Source document:
★ ★ ★ ★ ★ ★ ★

Before proceeding I want to observe that while this breakdown scales to efforts of every size, it’s probably most important to apply explicitly on larger efforts. Larger efforts involve the most people, require the most coordination, and incur the greatest overhead in each functional area. By contrast, when I wrote model-predictive control systems for the steel industry I worked with one other person some of the time and by myself more than half the time. I (or we) had to interface with other computers within the furnace control system and with other plant systems but within the Level 2 supervisory control system I worked alone (or close to it). My sometime co-conspirator set up the hardware, VMS OS, and communication programs on DEC VAX and Alpha systems while I wrote the simulation and control code. On Windows-based systems I did it all on my own. I had to be reasonably competent in all nine areas. At that time (1994-2000) I didn’t take as high level a view as I do now. With more analytical and organizational experience I have a deep feel for all of these areas, but I have specialized more in the abstract discovery, data, and decision areas than in the technical implementation details.

The nine areas are:

Business Value: Supporting organizational goals

User Experience: Ensuring that users are empowered to execute their duties with clarity, speed, and accuracy

Process Performance: Executing project schedules efficiently and effectively

Development Process: Ensuring that developers have the tools, training, insulation, and support they need to produce excellent work

System Value: Creating systems that realize an organization’s business values

System Integrity: Ensuring systems are secure and robust

Implementation: Developing code that is efficient, free from defects, and addresses the organization’s values

Application Architecture: Ensuring systems are maintainable, modifiable, reusable, understandable, and so on, and ensuring that the business needs are addressed

Technical Architecture: Employing the most capable technologies possible

This classification and clarification resonated with me in particular because I’ve been trying to communicate where my current strengths and passions lie. Using this breakdown I assigned levels of preference to each area of practice as follows:

This says that the primary areas of importance to me at this stage of my career are those that solve a problem for an organization. Accordingly, I have specific explanations for why I value each area the way I do.

★ ★ ★ ★ ★ ★ ★

Supplied information:
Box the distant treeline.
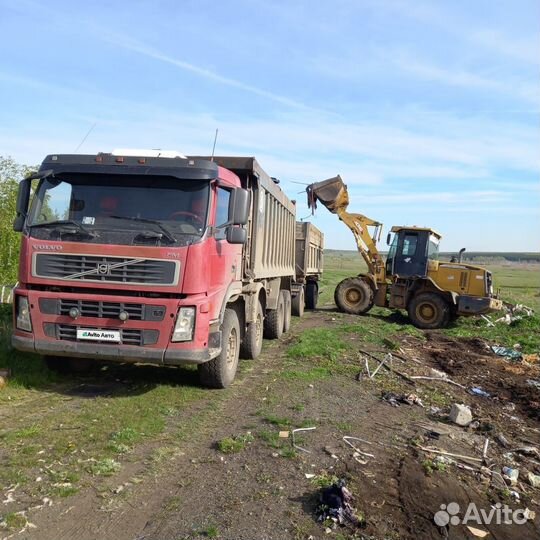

★ ★ ★ ★ ★ ★ ★

Work required:
In the text above on the nine areas of practice, list everything that the Development Process area says developers need to produce excellent work.

Full answer:
- Tools
- Training
- Insulation
- Support